**Work to do**
Present every line of the entries below as a numbered list, omitting any blank lines.

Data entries
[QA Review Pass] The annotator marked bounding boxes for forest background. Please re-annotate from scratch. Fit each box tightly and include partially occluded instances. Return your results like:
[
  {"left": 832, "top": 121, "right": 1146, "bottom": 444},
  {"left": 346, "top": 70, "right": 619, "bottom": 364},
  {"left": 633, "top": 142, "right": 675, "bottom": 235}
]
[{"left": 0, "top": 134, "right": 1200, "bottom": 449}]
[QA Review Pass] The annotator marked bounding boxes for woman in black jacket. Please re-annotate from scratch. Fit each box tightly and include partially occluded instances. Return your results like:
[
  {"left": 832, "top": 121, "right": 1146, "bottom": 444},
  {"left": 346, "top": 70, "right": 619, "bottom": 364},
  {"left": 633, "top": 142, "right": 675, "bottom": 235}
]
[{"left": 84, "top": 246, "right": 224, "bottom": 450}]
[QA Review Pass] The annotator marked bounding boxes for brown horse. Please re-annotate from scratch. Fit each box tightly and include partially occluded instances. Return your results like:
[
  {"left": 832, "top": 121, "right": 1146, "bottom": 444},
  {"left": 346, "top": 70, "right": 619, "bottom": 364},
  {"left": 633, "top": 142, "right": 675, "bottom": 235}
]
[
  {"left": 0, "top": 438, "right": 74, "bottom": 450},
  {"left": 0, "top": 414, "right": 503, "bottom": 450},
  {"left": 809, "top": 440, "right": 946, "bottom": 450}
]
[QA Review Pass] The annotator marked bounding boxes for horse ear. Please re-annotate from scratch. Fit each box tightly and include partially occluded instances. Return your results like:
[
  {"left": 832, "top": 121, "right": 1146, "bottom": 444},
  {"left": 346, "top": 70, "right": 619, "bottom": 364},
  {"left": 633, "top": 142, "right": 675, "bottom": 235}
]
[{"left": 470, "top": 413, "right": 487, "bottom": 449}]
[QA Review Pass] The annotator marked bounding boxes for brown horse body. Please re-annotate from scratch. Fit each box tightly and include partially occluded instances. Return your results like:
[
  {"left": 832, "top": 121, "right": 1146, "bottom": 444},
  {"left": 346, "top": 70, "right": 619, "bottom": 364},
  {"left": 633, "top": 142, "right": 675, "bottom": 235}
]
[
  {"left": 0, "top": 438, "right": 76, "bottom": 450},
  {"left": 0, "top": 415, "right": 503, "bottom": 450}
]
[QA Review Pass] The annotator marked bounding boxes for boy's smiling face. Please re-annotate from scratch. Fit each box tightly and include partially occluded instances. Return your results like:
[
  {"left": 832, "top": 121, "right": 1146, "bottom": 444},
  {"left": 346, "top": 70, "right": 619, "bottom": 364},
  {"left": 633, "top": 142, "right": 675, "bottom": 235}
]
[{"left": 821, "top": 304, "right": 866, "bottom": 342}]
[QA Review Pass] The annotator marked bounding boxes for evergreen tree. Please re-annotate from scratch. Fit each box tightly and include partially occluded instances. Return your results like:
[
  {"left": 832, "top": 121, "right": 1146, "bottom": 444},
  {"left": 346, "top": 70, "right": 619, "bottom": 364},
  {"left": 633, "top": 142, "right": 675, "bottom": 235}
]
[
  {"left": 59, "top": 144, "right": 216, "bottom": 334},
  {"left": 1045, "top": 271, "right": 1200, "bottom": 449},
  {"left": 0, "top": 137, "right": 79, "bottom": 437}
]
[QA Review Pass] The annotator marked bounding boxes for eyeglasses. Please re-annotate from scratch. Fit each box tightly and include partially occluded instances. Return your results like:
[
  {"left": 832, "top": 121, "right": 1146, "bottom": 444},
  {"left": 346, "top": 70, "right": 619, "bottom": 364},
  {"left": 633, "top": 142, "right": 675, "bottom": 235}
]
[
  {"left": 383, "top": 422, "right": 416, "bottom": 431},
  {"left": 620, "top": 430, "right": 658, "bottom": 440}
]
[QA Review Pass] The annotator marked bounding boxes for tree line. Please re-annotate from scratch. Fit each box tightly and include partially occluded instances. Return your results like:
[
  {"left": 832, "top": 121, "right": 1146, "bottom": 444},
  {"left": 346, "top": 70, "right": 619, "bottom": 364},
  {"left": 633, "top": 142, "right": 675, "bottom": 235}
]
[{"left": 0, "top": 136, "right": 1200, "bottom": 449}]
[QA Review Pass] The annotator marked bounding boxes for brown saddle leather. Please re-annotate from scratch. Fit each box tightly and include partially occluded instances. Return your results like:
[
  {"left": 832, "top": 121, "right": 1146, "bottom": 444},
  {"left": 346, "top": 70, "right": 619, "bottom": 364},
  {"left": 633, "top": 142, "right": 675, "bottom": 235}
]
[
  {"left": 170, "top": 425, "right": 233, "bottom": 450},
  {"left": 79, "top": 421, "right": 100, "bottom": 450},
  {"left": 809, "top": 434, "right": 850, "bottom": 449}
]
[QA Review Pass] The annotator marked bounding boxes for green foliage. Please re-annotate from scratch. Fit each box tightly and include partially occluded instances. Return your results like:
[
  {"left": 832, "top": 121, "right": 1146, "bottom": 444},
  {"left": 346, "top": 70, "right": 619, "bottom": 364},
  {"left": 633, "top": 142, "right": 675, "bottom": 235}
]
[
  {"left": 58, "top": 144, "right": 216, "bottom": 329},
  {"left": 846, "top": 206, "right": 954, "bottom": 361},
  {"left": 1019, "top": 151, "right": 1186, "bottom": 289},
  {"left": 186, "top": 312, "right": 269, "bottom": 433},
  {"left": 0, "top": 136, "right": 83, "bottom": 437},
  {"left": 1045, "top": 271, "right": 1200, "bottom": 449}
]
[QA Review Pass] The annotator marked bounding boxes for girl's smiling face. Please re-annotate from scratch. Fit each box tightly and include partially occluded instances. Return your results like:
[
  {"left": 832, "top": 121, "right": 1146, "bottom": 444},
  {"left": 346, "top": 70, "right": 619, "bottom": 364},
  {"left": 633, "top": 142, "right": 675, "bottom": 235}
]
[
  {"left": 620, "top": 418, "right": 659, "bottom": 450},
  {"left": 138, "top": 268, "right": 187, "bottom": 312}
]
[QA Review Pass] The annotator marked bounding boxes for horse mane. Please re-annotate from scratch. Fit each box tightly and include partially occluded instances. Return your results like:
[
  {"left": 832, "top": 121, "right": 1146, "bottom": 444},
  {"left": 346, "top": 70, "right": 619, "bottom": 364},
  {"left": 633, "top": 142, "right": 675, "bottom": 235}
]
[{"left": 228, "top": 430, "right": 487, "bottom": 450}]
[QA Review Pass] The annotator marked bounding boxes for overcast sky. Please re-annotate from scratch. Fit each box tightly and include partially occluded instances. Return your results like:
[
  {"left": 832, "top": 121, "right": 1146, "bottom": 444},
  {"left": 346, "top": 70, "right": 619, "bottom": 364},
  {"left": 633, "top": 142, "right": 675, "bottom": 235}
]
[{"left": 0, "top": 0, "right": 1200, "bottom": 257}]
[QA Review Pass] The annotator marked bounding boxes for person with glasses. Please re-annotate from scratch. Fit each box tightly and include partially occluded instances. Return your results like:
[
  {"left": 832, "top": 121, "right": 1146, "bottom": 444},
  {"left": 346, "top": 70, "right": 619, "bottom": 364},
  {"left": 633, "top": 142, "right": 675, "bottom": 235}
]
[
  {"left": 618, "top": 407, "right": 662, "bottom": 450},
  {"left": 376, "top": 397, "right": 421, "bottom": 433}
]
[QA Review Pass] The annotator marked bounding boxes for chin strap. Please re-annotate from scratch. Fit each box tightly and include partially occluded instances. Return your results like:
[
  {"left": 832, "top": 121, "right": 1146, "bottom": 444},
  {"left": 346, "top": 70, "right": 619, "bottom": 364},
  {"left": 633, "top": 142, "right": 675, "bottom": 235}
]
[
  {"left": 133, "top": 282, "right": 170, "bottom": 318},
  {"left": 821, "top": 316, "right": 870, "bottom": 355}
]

**Reply to the exercise**
1. [QA Review Pass] The annotator marked bounding boxes for forest background. Please re-annotate from scratch. Fit each box tightly and include partially occluded instances. Return your results like:
2. [
3.   {"left": 832, "top": 121, "right": 1146, "bottom": 444},
4.   {"left": 346, "top": 70, "right": 619, "bottom": 364},
5.   {"left": 633, "top": 142, "right": 675, "bottom": 235}
6. ]
7. [{"left": 0, "top": 134, "right": 1200, "bottom": 449}]
8. [QA Review Pass] The annotator marked bounding boxes for woman in black jacket. Please re-annotate from scratch. Fit each box tightly and include partially occluded instances. Return your results like:
9. [
10.   {"left": 832, "top": 121, "right": 1146, "bottom": 444},
11.   {"left": 346, "top": 70, "right": 619, "bottom": 364},
12.   {"left": 633, "top": 142, "right": 675, "bottom": 235}
13. ]
14. [{"left": 84, "top": 246, "right": 224, "bottom": 450}]
15. [QA Review Pass] The annotator marked bounding boxes for brown horse. Please re-annotate from scratch. Fit each box tightly and include partially occluded instances. Return your results like:
16. [
17.   {"left": 832, "top": 121, "right": 1146, "bottom": 444},
18.   {"left": 346, "top": 70, "right": 619, "bottom": 364},
19.   {"left": 633, "top": 142, "right": 675, "bottom": 235}
20. ]
21. [
22.   {"left": 0, "top": 438, "right": 74, "bottom": 450},
23.   {"left": 0, "top": 414, "right": 503, "bottom": 450},
24.   {"left": 809, "top": 440, "right": 946, "bottom": 450}
25. ]
26. [QA Review Pass] The annotator marked bounding boxes for horse ear. Please re-annotate from scratch. Fit each box tightly and include partially occluded instances. Return your results like:
27. [
28.   {"left": 832, "top": 121, "right": 1146, "bottom": 444},
29.   {"left": 346, "top": 70, "right": 619, "bottom": 364},
30.   {"left": 633, "top": 142, "right": 675, "bottom": 235}
31. ]
32. [{"left": 470, "top": 413, "right": 487, "bottom": 449}]
33. [QA Review Pass] The annotator marked bounding boxes for brown horse body. Please re-annotate from scratch. Fit each box tightly and include partially occluded instances. Return your results like:
34. [
35.   {"left": 832, "top": 121, "right": 1146, "bottom": 444},
36.   {"left": 346, "top": 70, "right": 619, "bottom": 364},
37.   {"left": 633, "top": 142, "right": 675, "bottom": 235}
38. ]
39. [
40.   {"left": 0, "top": 438, "right": 76, "bottom": 450},
41.   {"left": 0, "top": 415, "right": 503, "bottom": 450}
42. ]
43. [QA Review Pass] The annotator marked bounding boxes for boy's smiling face. Please re-annotate from scratch. Fit each box tightly and include partially occluded instances. Return your results like:
44. [
45.   {"left": 832, "top": 121, "right": 1146, "bottom": 444},
46.   {"left": 346, "top": 70, "right": 619, "bottom": 364},
47.   {"left": 633, "top": 142, "right": 675, "bottom": 235}
48. ]
49. [{"left": 821, "top": 304, "right": 866, "bottom": 342}]
50. [QA Review Pass] The annotator marked bounding boxes for evergreen tree. Please re-annotate from scratch. Fit each box tightly and include partially occluded instances. Return your results like:
51. [
52.   {"left": 832, "top": 121, "right": 1146, "bottom": 444},
53.   {"left": 346, "top": 70, "right": 619, "bottom": 364},
54.   {"left": 633, "top": 142, "right": 675, "bottom": 235}
55. ]
56. [
57.   {"left": 59, "top": 144, "right": 216, "bottom": 334},
58.   {"left": 1045, "top": 271, "right": 1200, "bottom": 449},
59.   {"left": 0, "top": 137, "right": 79, "bottom": 437}
60. ]
61. [QA Review Pass] The annotator marked bounding boxes for eyeglasses. Please re-annotate from scratch. Fit each box tightly and include partially occluded instances. Return your results like:
62. [
63.   {"left": 832, "top": 121, "right": 1146, "bottom": 444},
64.   {"left": 346, "top": 70, "right": 619, "bottom": 364},
65.   {"left": 633, "top": 142, "right": 675, "bottom": 235}
66. ]
67. [
68.   {"left": 383, "top": 422, "right": 416, "bottom": 431},
69.   {"left": 620, "top": 430, "right": 658, "bottom": 440}
70. ]
71. [QA Review Pass] The annotator marked bounding boxes for tree line. Please re-annotate from scratch. Fit each box tightly and include partially occluded instances. Return your results like:
72. [
73.   {"left": 832, "top": 121, "right": 1146, "bottom": 444},
74.   {"left": 346, "top": 70, "right": 619, "bottom": 364},
75.   {"left": 633, "top": 142, "right": 675, "bottom": 235}
76. ]
77. [{"left": 0, "top": 136, "right": 1200, "bottom": 449}]
78. [QA Review Pass] The annotator marked bounding boxes for brown saddle leather. Please re-annotate from scratch. Fit each box tightly and include partially occluded instances. Return your results like:
79. [
80.   {"left": 832, "top": 121, "right": 1146, "bottom": 444},
81.   {"left": 346, "top": 70, "right": 619, "bottom": 364},
82.   {"left": 633, "top": 142, "right": 675, "bottom": 235}
83. ]
84. [
85.   {"left": 170, "top": 425, "right": 233, "bottom": 450},
86.   {"left": 79, "top": 421, "right": 100, "bottom": 450},
87.   {"left": 809, "top": 434, "right": 850, "bottom": 449}
88. ]
89. [QA Review Pass] The annotator marked bounding boxes for green foliage. Please re-annotate from scratch. Fit each box tightly and include partially occluded instances. Return your results like:
90. [
91.   {"left": 832, "top": 121, "right": 1146, "bottom": 444},
92.   {"left": 346, "top": 70, "right": 619, "bottom": 364},
93.   {"left": 633, "top": 142, "right": 675, "bottom": 235}
94. ]
95. [
96.   {"left": 58, "top": 144, "right": 216, "bottom": 329},
97.   {"left": 846, "top": 206, "right": 954, "bottom": 361},
98.   {"left": 1019, "top": 151, "right": 1186, "bottom": 289},
99.   {"left": 186, "top": 312, "right": 269, "bottom": 433},
100.   {"left": 0, "top": 136, "right": 83, "bottom": 437},
101.   {"left": 1045, "top": 271, "right": 1200, "bottom": 449}
102. ]
103. [QA Review Pass] The annotator marked bounding boxes for girl's smiling face. Please re-annotate from scratch. Fit each box tightly and include partially occluded instances. Return your results like:
104. [
105.   {"left": 832, "top": 121, "right": 1146, "bottom": 444},
106.   {"left": 346, "top": 70, "right": 619, "bottom": 364},
107.   {"left": 633, "top": 142, "right": 675, "bottom": 235}
108. ]
109. [
110.   {"left": 620, "top": 418, "right": 659, "bottom": 450},
111.   {"left": 138, "top": 268, "right": 187, "bottom": 312}
112. ]
113. [QA Review Pass] The annotator marked bounding boxes for horse mane. Please re-annotate from scratch. Fit each box tightly and include partially occluded instances. Return your results like:
114. [
115.   {"left": 832, "top": 121, "right": 1146, "bottom": 444},
116.   {"left": 346, "top": 70, "right": 619, "bottom": 364},
117.   {"left": 633, "top": 142, "right": 675, "bottom": 235}
118. ]
119. [{"left": 228, "top": 430, "right": 487, "bottom": 450}]
120. [QA Review Pass] The annotator marked bounding boxes for overcast sky. Please re-annotate from scratch. Fit each box tightly and include partially occluded instances. Return your results like:
121. [
122.   {"left": 832, "top": 121, "right": 1146, "bottom": 444},
123.   {"left": 346, "top": 70, "right": 619, "bottom": 364},
124.   {"left": 633, "top": 142, "right": 675, "bottom": 235}
125. ]
126. [{"left": 0, "top": 0, "right": 1200, "bottom": 257}]
127. [QA Review Pass] The annotator marked bounding boxes for person with glasses. Please re-annotate from scratch. Fit each box tightly and include partially occluded instances. Return your results like:
128. [
129.   {"left": 832, "top": 121, "right": 1146, "bottom": 444},
130.   {"left": 346, "top": 70, "right": 619, "bottom": 364},
131.   {"left": 633, "top": 142, "right": 675, "bottom": 235}
132. ]
133. [
134.   {"left": 618, "top": 407, "right": 662, "bottom": 450},
135.   {"left": 376, "top": 397, "right": 421, "bottom": 433}
136. ]
137. [QA Review Pass] The annotator marked bounding boxes for chin strap. Please re-annotate from scratch. Fit each box tightly and include partially occluded instances. Return your results like:
138. [
139.   {"left": 832, "top": 121, "right": 1146, "bottom": 444},
140.   {"left": 346, "top": 70, "right": 619, "bottom": 364},
141.   {"left": 633, "top": 142, "right": 675, "bottom": 235}
142. ]
143. [
144.   {"left": 133, "top": 282, "right": 170, "bottom": 318},
145.   {"left": 821, "top": 316, "right": 870, "bottom": 355}
146. ]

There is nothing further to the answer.